Your goal:
Write the following entries out again exactly, skipping each image.

Collected data
--- START ---

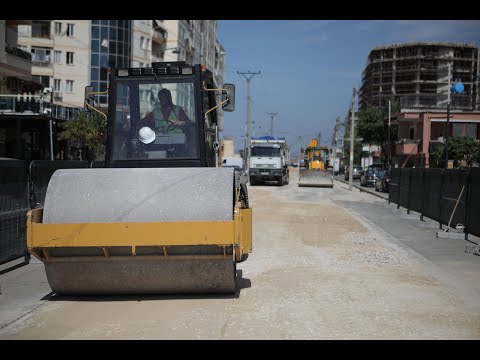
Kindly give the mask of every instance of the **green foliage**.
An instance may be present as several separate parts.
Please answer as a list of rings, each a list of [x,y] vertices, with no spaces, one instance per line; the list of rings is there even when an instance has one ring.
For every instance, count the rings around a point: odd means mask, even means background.
[[[430,149],[430,163],[440,166],[445,159],[445,144],[438,144]],[[480,162],[480,142],[470,137],[453,137],[448,141],[448,158],[454,161],[455,166],[472,166]]]
[[[345,138],[343,147],[343,156],[345,157],[345,163],[350,162],[350,137]],[[353,164],[359,165],[362,159],[362,143],[360,141],[354,141],[353,143]]]
[[[364,144],[383,143],[385,131],[383,113],[380,108],[369,106],[359,112],[356,125],[358,135],[363,139]]]
[[[391,103],[390,114],[394,116],[400,112],[398,102]],[[388,125],[385,125],[385,118],[388,117],[388,105],[367,106],[358,113],[356,127],[358,135],[363,138],[364,144],[383,145],[388,141]],[[390,140],[396,138],[396,126],[390,128]]]
[[[457,163],[463,160],[472,166],[478,161],[479,147],[479,142],[471,137],[454,137],[448,142],[448,155]]]
[[[430,167],[440,167],[445,157],[445,144],[430,144]]]
[[[78,120],[66,121],[59,127],[62,131],[57,135],[58,140],[67,140],[79,149],[85,148],[87,153],[93,154],[104,145],[106,121],[98,112],[81,112]],[[81,154],[79,158],[81,160]]]
[[[390,108],[390,115],[400,112],[400,104],[392,101]],[[358,112],[358,121],[356,123],[356,130],[358,136],[362,138],[364,144],[380,145],[382,148],[382,162],[387,162],[387,148],[388,143],[388,124],[385,124],[385,119],[388,118],[388,104],[385,106],[370,106]],[[397,137],[397,126],[390,126],[390,141]]]

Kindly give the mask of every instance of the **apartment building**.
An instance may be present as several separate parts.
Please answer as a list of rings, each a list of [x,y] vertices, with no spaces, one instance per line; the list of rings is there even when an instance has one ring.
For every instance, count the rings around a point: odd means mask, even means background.
[[[18,27],[18,47],[32,55],[32,79],[57,105],[83,106],[90,72],[89,20],[32,20]]]
[[[212,71],[215,84],[223,84],[225,50],[217,39],[216,20],[164,20],[168,33],[165,61],[203,64]],[[224,114],[217,110],[218,128],[223,130]]]

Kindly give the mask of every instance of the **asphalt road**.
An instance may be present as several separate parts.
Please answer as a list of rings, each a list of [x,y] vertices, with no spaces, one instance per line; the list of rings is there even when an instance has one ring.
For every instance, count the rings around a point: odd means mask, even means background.
[[[43,265],[0,275],[0,339],[479,339],[480,257],[358,190],[249,187],[232,296],[61,297]]]

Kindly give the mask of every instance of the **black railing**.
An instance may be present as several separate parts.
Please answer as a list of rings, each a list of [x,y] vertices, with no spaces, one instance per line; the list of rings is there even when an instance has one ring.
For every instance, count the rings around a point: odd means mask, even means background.
[[[31,53],[23,51],[22,49],[19,49],[16,46],[5,44],[5,52],[7,54],[17,56],[17,57],[22,58],[22,59],[32,61],[32,54]]]
[[[389,202],[480,236],[480,168],[392,169]]]
[[[0,264],[29,258],[27,212],[41,207],[57,169],[101,167],[102,162],[0,160]]]

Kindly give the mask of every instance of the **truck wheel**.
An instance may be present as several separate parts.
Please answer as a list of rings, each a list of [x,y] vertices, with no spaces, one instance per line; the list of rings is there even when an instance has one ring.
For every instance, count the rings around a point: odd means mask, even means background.
[[[287,174],[287,180],[285,181],[285,185],[288,185],[289,182],[290,182],[290,175]]]
[[[283,186],[283,176],[278,179],[278,186]]]
[[[255,185],[255,178],[250,176],[250,186]]]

--- END ---

Task answer:
Kindly give the mask of every instance of the **green foliage**.
An instance may be present as several separate parts.
Please answer as a list of rings, each a list of [x,y] vertices, with no spaces, one instance per line; the list of rings is there even when an instance has one ring.
For every instance, count the rings around a point: odd means mask, even means background.
[[[430,149],[430,163],[440,166],[445,159],[445,144],[438,144]],[[480,162],[480,142],[470,137],[453,137],[448,141],[448,158],[454,161],[455,166],[472,166]]]
[[[345,138],[343,147],[343,156],[345,157],[345,163],[350,162],[350,137]],[[353,164],[359,165],[362,159],[362,143],[360,141],[354,141],[353,143]]]
[[[364,144],[383,143],[385,131],[383,113],[380,108],[369,106],[359,112],[356,125],[358,135],[363,139]]]
[[[391,103],[390,114],[394,116],[400,112],[398,102]],[[388,125],[385,125],[385,118],[388,117],[388,105],[367,106],[358,113],[356,127],[358,135],[363,138],[364,144],[383,145],[388,141]],[[390,140],[396,138],[396,126],[390,128]]]
[[[457,163],[463,160],[472,166],[478,161],[479,147],[479,142],[471,137],[454,137],[448,142],[448,155]]]
[[[430,167],[440,167],[445,157],[445,144],[430,144]]]
[[[78,120],[66,121],[59,127],[62,131],[57,135],[58,140],[67,140],[79,149],[85,148],[87,153],[93,154],[104,145],[106,121],[98,112],[81,112]],[[81,154],[79,158],[81,160]]]
[[[390,108],[390,115],[400,112],[400,104],[392,101]],[[358,112],[358,121],[356,123],[356,130],[358,136],[362,138],[364,144],[380,145],[382,148],[382,162],[387,162],[387,148],[388,143],[388,124],[385,124],[385,119],[388,118],[388,104],[385,106],[370,106]],[[397,137],[397,126],[390,126],[390,141]]]

Kindly give the mask of every instance of the **apartment building**.
An instance may be present as several separate parts.
Please answer as a list of rings, each a list of [x,y] vertices, with no spaces, one instance per line; the list of rings is there even when an instance has one ring.
For every instance, count the rings around a point: odd means mask, even means background.
[[[18,27],[18,47],[32,55],[32,79],[57,105],[83,106],[90,72],[89,20],[32,20]]]
[[[212,71],[215,84],[223,84],[225,50],[217,39],[216,20],[164,20],[168,33],[165,61],[203,64]],[[224,114],[217,110],[218,128],[223,130]]]

Kindly give the mask of every instance of the **asphalt road**.
An instance may be present as several separate parts.
Please answer as a list of rings, each a list of [x,y] vertices, with no spaces, one instance per line; the list of rings is there even when an instance has one ring.
For every instance, count the rings around a point: odd means mask, even means background.
[[[43,265],[0,275],[0,339],[479,339],[480,257],[358,190],[249,187],[232,296],[61,297]]]

Kindly give the mask of every instance of the **black railing**.
An instance may be present as several separate parts.
Please answer as a list of rings, each a list of [x,y] vertices, with no spaces, one instance per line; the list of rings is there even when an instance has one ring.
For every instance, count the rings around a point: odd means mask, even means background.
[[[31,53],[23,51],[22,49],[19,49],[16,46],[5,44],[5,52],[7,54],[17,56],[17,57],[22,58],[22,59],[32,61],[32,54]]]
[[[389,202],[480,236],[480,168],[392,169]]]
[[[0,264],[29,258],[27,212],[41,207],[57,169],[101,167],[102,162],[0,160]]]

Kindly give the mask of every instance of the **truck wheel**.
An instance may be present as several separate parts.
Please answer as a list of rings, each a list of [x,y] vertices, with no spaces, one instance per line; the list of rings is there even when an instance has one ring.
For every instance, count the rings around a point: odd means mask, even means background.
[[[287,174],[287,180],[285,181],[285,185],[288,185],[289,182],[290,182],[290,175]]]
[[[283,186],[283,176],[278,179],[278,186]]]
[[[255,185],[255,178],[250,176],[250,186]]]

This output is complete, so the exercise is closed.